* [TASK TO COMPLETE]: Copy the records below, substituting "racing car" for every occurrence of "race car" and changing nothing else.

--- Begin ---

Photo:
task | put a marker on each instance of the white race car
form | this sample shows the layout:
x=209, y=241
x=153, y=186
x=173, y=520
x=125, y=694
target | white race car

--- End ---

* [RESPONSE FOR THIS EXERCISE]:
Photo:
task | put a marker on each instance of the white racing car
form | this sample shows the layout:
x=209, y=241
x=153, y=186
x=173, y=520
x=125, y=694
target | white racing car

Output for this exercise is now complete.